REQUIREMENTS: Reproduce the entries below word for word, everything from their first line down to the line containing "point(103, 145)", with both of those lines included.
......
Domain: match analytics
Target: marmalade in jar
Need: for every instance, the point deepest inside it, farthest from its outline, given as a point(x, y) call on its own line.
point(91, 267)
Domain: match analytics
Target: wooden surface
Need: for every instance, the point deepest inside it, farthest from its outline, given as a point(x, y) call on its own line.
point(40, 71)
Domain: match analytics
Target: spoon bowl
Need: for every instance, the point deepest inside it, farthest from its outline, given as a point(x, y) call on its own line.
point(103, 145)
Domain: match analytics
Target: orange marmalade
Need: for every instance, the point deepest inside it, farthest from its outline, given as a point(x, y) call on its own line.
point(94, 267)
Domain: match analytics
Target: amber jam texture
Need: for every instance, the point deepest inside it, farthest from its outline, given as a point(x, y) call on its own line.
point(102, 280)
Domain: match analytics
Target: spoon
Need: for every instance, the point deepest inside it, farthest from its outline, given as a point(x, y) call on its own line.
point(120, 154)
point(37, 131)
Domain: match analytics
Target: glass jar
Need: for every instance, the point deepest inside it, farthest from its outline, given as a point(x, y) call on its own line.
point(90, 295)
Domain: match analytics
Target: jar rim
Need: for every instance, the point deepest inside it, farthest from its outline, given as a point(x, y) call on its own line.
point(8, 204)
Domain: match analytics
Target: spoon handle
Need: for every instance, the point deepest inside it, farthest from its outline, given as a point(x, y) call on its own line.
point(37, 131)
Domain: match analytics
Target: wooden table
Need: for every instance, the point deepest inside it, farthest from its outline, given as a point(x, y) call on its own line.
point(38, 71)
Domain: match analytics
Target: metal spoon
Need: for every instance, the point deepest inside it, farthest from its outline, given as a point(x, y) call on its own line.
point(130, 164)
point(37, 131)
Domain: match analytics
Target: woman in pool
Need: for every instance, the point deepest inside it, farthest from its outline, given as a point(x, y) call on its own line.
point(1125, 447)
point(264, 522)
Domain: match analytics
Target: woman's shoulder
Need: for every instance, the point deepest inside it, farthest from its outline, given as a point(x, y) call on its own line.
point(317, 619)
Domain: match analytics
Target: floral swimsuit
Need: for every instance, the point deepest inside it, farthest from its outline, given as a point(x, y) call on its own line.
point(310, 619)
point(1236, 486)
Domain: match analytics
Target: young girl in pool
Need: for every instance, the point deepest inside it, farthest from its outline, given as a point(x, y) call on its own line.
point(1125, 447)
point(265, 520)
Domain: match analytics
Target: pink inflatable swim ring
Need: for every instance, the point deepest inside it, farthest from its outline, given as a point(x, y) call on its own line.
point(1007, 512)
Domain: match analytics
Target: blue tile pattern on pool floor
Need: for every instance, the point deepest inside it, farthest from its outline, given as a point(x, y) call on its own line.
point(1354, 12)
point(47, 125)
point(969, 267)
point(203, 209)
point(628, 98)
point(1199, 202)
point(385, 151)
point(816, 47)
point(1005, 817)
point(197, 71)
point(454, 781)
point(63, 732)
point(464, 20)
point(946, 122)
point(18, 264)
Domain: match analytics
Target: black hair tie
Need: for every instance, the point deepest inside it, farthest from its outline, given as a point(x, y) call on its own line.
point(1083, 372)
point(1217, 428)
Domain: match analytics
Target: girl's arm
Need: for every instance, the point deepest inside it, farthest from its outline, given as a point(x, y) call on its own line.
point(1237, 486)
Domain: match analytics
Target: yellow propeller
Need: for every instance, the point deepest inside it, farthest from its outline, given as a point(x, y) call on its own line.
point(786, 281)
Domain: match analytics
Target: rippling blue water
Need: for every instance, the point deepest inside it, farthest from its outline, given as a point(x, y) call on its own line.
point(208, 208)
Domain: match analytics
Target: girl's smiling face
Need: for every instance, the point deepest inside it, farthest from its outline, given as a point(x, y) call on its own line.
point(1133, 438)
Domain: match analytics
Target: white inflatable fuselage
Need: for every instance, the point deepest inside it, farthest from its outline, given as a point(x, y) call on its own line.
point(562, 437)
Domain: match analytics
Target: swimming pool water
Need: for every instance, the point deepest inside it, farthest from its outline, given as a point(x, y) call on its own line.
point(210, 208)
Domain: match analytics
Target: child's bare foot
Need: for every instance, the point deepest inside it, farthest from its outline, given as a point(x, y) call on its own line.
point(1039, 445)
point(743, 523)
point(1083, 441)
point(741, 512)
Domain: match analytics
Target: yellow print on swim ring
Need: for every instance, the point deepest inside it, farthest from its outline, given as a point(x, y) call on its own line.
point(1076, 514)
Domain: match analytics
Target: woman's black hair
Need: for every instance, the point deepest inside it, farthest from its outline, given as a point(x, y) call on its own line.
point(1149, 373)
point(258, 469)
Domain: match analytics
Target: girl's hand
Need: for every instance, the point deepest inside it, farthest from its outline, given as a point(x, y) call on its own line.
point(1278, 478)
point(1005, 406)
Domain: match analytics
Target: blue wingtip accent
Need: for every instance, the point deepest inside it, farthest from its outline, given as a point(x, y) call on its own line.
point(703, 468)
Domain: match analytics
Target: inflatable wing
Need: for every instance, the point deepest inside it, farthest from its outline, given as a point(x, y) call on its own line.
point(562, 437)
......
RESPONSE BELOW:
Domain: match analytics
Target: marmalade in jar
Need: for every instance, the point deepest inside it, farthest from its outline, given as a point(x, y) call on its own line.
point(91, 267)
Domain: match analytics
Target: wooden surface
Need: for every instance, the point deepest inside it, farthest from its outline, given as a point(x, y) call on its own line.
point(40, 71)
Domain: match analytics
Target: spoon bowl
Need: for every instance, the point deepest inside it, farthest from its outline, given as a point(x, y) call on its own line.
point(103, 145)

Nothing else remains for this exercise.